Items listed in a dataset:
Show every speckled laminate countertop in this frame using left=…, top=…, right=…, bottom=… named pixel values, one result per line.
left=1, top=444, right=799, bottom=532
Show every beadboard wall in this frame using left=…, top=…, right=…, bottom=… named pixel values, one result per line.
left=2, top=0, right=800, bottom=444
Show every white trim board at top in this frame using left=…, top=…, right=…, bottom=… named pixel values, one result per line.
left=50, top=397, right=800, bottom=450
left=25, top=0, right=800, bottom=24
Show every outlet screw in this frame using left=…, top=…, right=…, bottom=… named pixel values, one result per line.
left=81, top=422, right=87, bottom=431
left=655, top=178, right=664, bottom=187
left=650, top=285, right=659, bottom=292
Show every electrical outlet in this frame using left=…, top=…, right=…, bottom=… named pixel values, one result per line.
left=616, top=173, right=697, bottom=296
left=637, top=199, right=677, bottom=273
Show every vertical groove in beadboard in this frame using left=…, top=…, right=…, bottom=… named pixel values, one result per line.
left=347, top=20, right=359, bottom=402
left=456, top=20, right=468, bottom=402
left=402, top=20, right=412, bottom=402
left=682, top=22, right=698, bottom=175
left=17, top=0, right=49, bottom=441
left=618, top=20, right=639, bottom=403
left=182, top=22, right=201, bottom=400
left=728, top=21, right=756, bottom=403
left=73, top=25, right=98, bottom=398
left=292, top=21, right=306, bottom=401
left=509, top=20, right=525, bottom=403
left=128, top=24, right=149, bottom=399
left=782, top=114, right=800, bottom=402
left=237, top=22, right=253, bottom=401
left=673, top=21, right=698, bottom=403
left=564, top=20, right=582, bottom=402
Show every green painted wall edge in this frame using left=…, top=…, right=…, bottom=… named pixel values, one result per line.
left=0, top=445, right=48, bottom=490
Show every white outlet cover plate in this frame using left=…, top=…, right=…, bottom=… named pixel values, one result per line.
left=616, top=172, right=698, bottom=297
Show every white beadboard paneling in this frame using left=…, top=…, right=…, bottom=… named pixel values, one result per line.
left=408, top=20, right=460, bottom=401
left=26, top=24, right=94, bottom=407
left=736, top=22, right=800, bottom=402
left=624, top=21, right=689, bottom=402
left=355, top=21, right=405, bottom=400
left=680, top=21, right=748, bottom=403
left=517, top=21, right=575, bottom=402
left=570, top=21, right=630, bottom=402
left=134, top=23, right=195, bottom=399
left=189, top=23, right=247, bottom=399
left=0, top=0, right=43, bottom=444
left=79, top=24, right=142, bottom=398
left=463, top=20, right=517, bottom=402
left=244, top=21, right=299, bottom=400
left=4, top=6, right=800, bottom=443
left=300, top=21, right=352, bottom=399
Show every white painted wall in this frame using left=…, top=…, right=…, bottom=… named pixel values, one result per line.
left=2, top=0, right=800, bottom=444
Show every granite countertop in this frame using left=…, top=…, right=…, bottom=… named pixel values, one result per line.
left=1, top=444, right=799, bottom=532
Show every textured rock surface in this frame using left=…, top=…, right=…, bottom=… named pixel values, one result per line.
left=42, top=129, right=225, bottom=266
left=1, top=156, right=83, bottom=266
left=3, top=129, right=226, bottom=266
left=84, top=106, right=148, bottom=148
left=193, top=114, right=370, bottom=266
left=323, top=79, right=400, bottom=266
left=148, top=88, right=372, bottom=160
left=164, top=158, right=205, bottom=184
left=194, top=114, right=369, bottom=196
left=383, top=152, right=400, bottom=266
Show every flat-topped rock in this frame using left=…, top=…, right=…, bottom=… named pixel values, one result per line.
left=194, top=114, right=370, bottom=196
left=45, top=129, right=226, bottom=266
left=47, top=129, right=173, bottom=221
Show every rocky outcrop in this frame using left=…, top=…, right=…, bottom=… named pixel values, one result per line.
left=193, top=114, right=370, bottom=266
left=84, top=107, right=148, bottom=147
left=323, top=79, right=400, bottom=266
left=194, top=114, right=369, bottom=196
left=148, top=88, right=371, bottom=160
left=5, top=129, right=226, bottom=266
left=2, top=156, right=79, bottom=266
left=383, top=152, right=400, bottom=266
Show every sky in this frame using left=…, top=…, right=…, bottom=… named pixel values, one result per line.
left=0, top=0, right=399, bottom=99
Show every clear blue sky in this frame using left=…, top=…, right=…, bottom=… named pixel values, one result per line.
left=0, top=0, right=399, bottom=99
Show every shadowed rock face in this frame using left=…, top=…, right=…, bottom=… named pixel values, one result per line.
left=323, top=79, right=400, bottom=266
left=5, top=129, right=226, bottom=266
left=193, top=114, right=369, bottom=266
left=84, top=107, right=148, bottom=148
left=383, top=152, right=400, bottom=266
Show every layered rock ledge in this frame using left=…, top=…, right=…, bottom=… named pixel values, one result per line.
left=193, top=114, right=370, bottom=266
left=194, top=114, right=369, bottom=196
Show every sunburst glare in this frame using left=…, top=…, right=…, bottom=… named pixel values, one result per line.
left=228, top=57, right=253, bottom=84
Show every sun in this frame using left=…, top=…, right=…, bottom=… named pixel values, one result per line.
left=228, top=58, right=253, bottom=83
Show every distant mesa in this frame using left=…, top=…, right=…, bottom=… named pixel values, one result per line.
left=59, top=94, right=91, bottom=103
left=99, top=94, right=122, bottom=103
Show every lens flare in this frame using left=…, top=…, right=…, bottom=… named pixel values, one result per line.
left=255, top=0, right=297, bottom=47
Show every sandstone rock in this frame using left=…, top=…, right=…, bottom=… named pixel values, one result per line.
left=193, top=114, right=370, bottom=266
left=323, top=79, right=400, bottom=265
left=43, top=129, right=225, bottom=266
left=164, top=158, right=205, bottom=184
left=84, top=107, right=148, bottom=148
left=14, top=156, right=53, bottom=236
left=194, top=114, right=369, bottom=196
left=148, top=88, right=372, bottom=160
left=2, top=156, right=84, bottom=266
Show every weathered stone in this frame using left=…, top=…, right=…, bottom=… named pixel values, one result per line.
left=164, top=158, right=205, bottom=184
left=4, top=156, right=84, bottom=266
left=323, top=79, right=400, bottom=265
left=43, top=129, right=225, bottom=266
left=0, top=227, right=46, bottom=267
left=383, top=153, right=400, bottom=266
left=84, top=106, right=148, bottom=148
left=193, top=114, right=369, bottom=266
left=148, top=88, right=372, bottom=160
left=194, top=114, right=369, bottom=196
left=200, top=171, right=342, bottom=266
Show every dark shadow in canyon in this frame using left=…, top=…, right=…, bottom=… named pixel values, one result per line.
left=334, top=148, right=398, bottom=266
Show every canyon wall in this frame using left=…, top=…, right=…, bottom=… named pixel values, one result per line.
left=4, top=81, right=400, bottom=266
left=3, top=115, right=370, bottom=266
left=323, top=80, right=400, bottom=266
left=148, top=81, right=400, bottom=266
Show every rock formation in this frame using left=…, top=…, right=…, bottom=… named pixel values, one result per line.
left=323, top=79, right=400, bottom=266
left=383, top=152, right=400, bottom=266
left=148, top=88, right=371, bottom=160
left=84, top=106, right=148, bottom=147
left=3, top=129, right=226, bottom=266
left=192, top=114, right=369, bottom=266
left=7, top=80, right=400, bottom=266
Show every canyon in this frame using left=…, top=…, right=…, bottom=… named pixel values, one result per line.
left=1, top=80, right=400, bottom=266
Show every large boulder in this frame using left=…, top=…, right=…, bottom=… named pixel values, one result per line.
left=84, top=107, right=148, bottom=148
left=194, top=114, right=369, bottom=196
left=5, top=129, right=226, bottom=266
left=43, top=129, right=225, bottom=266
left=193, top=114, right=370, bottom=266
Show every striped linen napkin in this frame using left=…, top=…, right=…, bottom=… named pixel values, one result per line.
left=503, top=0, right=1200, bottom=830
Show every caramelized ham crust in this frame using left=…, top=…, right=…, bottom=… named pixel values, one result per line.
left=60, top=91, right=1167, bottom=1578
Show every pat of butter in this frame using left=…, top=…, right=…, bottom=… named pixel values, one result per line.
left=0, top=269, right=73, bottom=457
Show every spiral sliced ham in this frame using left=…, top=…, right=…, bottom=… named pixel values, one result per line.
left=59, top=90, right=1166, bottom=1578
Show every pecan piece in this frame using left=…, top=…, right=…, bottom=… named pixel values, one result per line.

ABOUT THIS TASK: Only what runs from the line containing "Show every caramelized" through the final line of the entries above belongs in the answer, restated exactly.

SOLUTION:
Show every caramelized ham crust in this frame using left=…, top=…, right=…, bottom=… named pixel values, one result per line.
left=60, top=91, right=1167, bottom=1578
Show every pat of butter in this frame using left=…, top=…, right=…, bottom=… named pixel values, one result per line.
left=0, top=269, right=73, bottom=457
Show every spiral sliced ham in this frame using left=…, top=…, right=…, bottom=… named pixel values, one result per line.
left=59, top=90, right=1166, bottom=1578
Show every pecan piece in this frame using left=…, top=…, right=…, bottom=… named pixel values, one result per line.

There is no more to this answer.